- **SUPPLIED TEXT**
----
My point to all of this purely to posit the idea that as Christians, we must change our thinking. We have no problem expecting good things, prosperity and riches, honor and glory. But if ever we were taught that we could expect hardships and tribulation, how soon we forget it! In reading Job, we see the greatest conflict with the problem of evil ever recorded. In Jesus, we see the greatest example of undeserved suffering. And what was the response by Job and Jesus? Job said "My ears had heard of you but now my eyes have seen you. Therefore I despise myself and repent in dust and ashes." Job could not match the wisdom, knowledge, might, and justice of the Almighty. And what of Jesus? What was his attitude toward his impending hardship? "Father, if you are willing, take this cup from me; yet not my will, but yours be done."

I am in no way saying that it is wrong to admit that we don't understand our circumstances or that we should not long to "have the cup pass from us." I am not saying that parents with dying children should find comfort knowing that this is all just "part of the deal." My heart goes out to all those who are afflicted with illness, especially young children and their families. I have never experienced this personally, but I have been in the pediatric intensive care units and the neonatal intensive care units. I have seen little babies with more tubes and wires and lights and alarms than one could imagine their frail bodies could handle. I have seen young children fighting for their life against terminal cancer. I have been in the room where the only sounds are the ventilator, heart monitor, the loud hum of the ultra-HEPA filtration system of the room, and a father's quiet sob. I have waited outside the room while the Priest pronounced the last rites.

Suffering is hard. We often never know why, nor do we understand how God could allow such evil and pain. But one thing I know: I am not alone. No, I do not mean that I have friends, relatives, and fellow Christians with similar stories there to support me. I have the King of kings, the Lord of lords, the First and the Last, the Prince of Peace, the Eternal Creator by my side. It is He who suffered and was tortured and spat upon. He was murdered at the hands of an angry mob. And He was able to call it all off, to free himself from this oppression. But he didn't. He endured all of this for my sake. I can't understand sickness and pain, but even more I can't understand why the God of all the universe would send his Son to die for fallen, sinful me. I can't understand this, but I rejoice in it.

I know that someday I will understand. Someday I will see the plan and the purpose behind the injustices of this world. But more importantly, some day I will be able to say, like Job, "my ears had heard of you, but now my eyes have seen you." It is because of Christ and His ultimate sacrifice that I can endure hardship and trial. It is because I worship a living God, a loving God who identifies with our pain and tears, that I can claim happiness and joy. Even in times of suffering. I am nowhere near those who are able to "rejoice" in times of hardship. I hate it; I hate it when things go wrong. I hate "trials and persecution," not that I know much about either. But I pray that someday I might. And in the mean time, I pray even more that I would be a comforter for those who are hurting and a friend to the outcast and downtrodden. I want to concentrate not on my problems and worries, but on clothing the cold and abandoned children, feeding the starving babies, and bringing water to those who thirst. What is more, bringing Living Water to those who thirst so that they will never thirst again.

As Christians, we need to understand both the love of Christ and the sufferings of Christ. We have to know that with salvation and an eternity in Heaven, we have to endure life on this earth, which is fallen and difficult. I suggest that we look to those less fortunate then us, name their illness, their debt, their frustrations, and then put a claim on shouldering some of that burden. We need to go to where the hurting are. I believe then the world would really see Christ and what it means to be a Christian.
----
- **RECORD SET**

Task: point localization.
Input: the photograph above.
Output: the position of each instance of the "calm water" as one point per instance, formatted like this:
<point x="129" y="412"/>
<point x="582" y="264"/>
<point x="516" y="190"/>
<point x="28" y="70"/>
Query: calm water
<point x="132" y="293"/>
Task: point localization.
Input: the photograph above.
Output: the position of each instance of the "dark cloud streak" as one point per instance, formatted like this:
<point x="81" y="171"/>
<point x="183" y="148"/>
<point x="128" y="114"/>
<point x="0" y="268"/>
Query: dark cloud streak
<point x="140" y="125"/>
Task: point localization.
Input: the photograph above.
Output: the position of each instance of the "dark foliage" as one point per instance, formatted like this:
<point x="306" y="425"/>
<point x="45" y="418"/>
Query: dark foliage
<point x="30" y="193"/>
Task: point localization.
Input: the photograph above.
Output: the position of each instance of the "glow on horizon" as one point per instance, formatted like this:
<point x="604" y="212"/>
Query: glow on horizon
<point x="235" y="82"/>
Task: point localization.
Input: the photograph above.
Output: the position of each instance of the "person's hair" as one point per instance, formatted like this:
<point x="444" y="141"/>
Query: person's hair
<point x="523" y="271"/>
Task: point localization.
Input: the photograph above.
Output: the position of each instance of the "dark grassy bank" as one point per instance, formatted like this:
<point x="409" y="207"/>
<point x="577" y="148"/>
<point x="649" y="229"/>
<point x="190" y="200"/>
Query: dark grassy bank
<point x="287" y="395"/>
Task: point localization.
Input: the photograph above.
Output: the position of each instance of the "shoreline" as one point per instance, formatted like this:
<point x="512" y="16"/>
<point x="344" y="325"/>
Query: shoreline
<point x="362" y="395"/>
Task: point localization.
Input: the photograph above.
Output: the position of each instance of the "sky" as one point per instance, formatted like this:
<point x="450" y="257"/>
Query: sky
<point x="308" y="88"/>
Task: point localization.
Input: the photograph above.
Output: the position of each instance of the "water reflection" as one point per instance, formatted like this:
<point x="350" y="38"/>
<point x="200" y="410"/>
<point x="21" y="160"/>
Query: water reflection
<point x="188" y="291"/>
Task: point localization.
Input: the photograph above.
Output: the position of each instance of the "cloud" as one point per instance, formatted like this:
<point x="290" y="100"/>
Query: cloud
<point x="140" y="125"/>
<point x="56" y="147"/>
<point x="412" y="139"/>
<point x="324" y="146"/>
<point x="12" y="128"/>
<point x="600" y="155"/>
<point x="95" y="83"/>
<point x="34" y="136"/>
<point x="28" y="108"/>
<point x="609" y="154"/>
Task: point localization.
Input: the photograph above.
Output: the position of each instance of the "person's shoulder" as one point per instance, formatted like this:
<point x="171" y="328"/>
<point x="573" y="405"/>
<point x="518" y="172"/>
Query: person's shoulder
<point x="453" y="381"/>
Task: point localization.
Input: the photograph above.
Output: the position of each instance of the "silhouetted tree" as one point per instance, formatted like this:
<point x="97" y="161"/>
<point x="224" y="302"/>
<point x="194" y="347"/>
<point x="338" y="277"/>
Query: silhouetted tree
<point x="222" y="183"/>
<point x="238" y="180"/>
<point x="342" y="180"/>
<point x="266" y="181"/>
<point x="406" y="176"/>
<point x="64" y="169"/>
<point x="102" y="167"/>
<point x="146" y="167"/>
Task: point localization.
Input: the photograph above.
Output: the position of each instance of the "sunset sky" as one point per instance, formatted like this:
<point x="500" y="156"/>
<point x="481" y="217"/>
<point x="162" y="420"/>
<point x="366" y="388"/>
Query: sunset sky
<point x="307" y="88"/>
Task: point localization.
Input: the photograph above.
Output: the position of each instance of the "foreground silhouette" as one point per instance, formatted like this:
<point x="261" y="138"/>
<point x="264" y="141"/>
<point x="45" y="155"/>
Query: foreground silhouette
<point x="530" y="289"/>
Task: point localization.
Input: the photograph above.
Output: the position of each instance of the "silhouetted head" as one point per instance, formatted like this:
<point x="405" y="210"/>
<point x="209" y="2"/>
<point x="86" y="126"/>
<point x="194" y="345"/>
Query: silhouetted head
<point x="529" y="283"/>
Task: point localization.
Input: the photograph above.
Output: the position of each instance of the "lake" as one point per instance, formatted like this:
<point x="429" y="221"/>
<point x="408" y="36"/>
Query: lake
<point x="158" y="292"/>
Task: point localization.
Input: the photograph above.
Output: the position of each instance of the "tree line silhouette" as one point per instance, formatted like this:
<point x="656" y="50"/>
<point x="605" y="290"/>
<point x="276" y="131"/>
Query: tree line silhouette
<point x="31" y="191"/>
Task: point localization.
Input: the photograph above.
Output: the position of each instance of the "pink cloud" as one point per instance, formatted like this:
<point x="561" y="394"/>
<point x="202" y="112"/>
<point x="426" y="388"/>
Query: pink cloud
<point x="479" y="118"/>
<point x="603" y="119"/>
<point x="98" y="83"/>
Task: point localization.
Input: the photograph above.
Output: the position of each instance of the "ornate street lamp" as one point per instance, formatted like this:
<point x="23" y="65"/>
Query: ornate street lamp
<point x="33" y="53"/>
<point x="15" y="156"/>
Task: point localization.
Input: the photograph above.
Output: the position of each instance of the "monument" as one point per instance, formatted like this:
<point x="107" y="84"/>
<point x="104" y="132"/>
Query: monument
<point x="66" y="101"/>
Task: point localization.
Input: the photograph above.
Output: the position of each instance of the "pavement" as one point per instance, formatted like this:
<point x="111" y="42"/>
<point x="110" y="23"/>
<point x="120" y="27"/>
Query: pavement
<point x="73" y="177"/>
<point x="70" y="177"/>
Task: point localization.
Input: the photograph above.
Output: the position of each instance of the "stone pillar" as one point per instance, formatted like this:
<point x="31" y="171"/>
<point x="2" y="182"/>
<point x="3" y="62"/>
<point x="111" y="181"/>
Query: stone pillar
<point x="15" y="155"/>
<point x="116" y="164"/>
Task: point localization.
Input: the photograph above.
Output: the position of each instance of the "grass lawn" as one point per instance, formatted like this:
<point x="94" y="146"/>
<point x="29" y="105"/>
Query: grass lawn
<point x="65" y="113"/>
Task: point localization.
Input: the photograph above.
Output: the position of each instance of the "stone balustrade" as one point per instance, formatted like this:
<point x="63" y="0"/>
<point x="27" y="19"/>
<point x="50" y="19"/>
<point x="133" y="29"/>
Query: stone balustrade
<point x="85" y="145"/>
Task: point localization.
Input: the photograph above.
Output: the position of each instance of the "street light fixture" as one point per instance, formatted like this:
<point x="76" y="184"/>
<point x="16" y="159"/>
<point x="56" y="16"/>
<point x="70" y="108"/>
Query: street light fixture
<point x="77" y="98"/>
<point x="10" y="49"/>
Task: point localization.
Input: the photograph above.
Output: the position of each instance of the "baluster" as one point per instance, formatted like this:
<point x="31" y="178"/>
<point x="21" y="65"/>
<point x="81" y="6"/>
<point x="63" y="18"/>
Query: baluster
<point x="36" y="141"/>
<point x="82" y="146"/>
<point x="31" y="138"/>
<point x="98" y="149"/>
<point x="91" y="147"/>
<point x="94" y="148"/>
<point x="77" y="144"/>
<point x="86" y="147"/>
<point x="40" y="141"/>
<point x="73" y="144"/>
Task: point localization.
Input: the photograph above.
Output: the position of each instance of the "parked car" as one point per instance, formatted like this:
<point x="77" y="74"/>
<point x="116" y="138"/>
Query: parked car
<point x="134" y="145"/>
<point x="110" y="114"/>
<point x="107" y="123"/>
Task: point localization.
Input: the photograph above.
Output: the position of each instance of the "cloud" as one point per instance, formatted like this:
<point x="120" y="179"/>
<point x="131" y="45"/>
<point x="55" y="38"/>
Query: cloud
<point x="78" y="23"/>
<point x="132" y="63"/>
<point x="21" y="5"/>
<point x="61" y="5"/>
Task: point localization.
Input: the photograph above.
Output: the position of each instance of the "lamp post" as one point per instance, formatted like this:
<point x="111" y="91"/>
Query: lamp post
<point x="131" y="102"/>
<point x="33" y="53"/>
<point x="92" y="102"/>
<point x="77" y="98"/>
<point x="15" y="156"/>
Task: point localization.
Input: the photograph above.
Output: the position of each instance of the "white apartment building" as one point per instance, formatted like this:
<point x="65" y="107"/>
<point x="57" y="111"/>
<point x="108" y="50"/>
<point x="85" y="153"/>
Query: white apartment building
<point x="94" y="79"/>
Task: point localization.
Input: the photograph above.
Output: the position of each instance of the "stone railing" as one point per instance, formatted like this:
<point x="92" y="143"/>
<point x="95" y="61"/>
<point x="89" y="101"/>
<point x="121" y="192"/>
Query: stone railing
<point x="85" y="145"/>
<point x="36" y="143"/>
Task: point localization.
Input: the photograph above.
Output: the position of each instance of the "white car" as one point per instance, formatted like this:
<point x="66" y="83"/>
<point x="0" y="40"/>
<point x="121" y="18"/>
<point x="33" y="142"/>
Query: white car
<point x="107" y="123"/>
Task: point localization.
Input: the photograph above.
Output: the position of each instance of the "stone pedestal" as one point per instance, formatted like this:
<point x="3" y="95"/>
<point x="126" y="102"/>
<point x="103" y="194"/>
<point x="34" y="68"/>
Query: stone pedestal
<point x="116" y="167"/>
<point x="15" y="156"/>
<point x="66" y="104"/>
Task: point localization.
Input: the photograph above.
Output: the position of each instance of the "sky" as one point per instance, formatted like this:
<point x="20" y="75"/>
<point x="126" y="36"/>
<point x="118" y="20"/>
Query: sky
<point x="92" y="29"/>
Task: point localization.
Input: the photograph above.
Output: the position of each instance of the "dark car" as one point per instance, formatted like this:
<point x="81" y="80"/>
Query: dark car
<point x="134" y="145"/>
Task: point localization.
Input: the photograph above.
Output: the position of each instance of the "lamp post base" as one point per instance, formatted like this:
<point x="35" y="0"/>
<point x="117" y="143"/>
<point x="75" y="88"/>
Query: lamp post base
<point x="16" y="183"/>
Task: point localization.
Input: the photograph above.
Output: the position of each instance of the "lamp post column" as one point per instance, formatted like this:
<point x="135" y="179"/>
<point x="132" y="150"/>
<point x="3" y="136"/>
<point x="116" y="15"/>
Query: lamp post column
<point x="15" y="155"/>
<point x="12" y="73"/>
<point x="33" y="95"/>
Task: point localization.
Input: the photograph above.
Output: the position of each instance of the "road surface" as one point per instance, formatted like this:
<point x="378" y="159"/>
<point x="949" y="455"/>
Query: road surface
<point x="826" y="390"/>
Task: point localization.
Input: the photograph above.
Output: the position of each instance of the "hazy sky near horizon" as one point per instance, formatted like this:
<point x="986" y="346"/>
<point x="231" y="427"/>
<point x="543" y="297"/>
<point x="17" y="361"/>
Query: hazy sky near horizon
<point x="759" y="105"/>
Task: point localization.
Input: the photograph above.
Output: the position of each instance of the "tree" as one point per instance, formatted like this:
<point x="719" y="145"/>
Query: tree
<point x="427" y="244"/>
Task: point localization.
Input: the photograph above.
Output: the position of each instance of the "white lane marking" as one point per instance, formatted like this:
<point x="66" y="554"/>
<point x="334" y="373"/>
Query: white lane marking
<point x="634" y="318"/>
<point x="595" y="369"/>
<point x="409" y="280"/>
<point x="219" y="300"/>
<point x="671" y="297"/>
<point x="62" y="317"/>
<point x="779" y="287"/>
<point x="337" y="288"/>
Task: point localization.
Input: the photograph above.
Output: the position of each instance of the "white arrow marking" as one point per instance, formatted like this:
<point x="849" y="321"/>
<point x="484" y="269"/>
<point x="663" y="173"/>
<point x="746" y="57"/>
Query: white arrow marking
----
- **REQUIRED ACTIONS**
1 – Summarize the reflection on suffering in two sentences.
2 – According to the reflection on suffering, why is the writer able to endure hardship and still claim happiness and joy? Answer in one or two sentences.
3 – In the reflection on suffering, which sounds besides a father's quiet sob does the writer recall hearing in the hospital room?

- **RESPONSES IN ORDER**
1 – The reflection on suffering argues that Christians must change their thinking and expect hardship and tribulation as well as good things, pointing to Job and Jesus as responses to suffering. It holds that believers are not alone in suffering because Christ suffered for them, and it urges Christians to go to the hurting and help shoulder their burdens.

2 – The writer can endure hardship and trial because of Christ and His ultimate sacrifice. The writer can claim happiness and joy because they worship a living, loving God who identifies with human pain and tears.

3 – The ventilator, the heart monitor, and the loud hum of the ultra-HEPA filtration system.